== Input records ==
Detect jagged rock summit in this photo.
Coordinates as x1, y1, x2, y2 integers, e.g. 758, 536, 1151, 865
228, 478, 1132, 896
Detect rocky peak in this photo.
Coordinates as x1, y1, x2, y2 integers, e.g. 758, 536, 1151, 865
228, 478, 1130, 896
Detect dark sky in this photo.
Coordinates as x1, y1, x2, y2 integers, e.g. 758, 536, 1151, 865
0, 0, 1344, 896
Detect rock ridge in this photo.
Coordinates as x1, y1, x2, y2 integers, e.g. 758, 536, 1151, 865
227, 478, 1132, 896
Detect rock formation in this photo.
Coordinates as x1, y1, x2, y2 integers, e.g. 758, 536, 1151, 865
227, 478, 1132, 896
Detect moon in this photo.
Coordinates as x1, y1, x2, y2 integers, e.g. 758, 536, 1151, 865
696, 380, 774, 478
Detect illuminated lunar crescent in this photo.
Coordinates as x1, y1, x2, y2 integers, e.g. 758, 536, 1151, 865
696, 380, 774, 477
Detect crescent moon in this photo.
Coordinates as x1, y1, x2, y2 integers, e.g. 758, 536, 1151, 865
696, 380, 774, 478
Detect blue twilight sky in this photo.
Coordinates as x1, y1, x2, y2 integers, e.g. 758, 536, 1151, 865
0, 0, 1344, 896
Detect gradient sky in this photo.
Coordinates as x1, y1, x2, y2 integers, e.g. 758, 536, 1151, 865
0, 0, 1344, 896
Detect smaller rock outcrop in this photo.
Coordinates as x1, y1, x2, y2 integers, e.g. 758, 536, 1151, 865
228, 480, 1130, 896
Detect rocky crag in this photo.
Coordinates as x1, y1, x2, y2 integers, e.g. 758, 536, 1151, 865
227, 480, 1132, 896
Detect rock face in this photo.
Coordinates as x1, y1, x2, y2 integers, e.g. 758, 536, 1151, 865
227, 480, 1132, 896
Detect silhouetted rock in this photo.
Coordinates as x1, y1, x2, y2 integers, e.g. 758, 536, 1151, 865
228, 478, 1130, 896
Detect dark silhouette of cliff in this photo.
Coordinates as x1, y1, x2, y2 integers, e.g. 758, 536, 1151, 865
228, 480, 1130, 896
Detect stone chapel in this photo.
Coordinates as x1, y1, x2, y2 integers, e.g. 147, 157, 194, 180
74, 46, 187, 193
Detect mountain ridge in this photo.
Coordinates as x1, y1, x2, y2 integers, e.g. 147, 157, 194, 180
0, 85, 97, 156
===
--- Exercise requirements ---
Please convert the stretch of rows from the line containing "Detect smaller rock outcrop in this photo." through the end of the rows into a Markdown table with the columns No and Line, numbering each line and leaving out blank lines.

--- Reply ---
| No | Line |
|---|---|
| 1 | Detect smaller rock outcrop in this photo. |
| 2 | Coordinates as x1, y1, x2, y2 integers, e.g. 758, 536, 1151, 865 |
| 3 | 228, 480, 1130, 896 |
| 4 | Detect rocky crag in this photo. |
| 5 | Coordinates as x1, y1, x2, y2 integers, e.g. 758, 536, 1151, 865 |
| 6 | 227, 480, 1132, 896 |
| 7 | Detect rock face in this photo. |
| 8 | Coordinates as x1, y1, x2, y2 integers, e.g. 758, 536, 1151, 865 |
| 9 | 227, 480, 1132, 896 |
| 10 | Detect silhouetted rock in this photo. |
| 11 | Coordinates as x1, y1, x2, y2 integers, e.g. 758, 536, 1151, 865 |
| 12 | 228, 478, 1130, 896 |
| 13 | Detect dark silhouette of cliff in this photo. |
| 14 | Coordinates as x1, y1, x2, y2 integers, e.g. 758, 536, 1151, 865 |
| 15 | 228, 480, 1130, 896 |
| 16 | Detect stone chapel in this photo. |
| 17 | Coordinates as x1, y1, x2, y2 integers, e.g. 147, 157, 194, 180 |
| 18 | 74, 46, 187, 193 |
| 19 | Detect mountain ridge in this photo. |
| 20 | Coordinates as x1, y1, x2, y2 integers, e.g. 147, 157, 194, 180 |
| 21 | 0, 85, 97, 156 |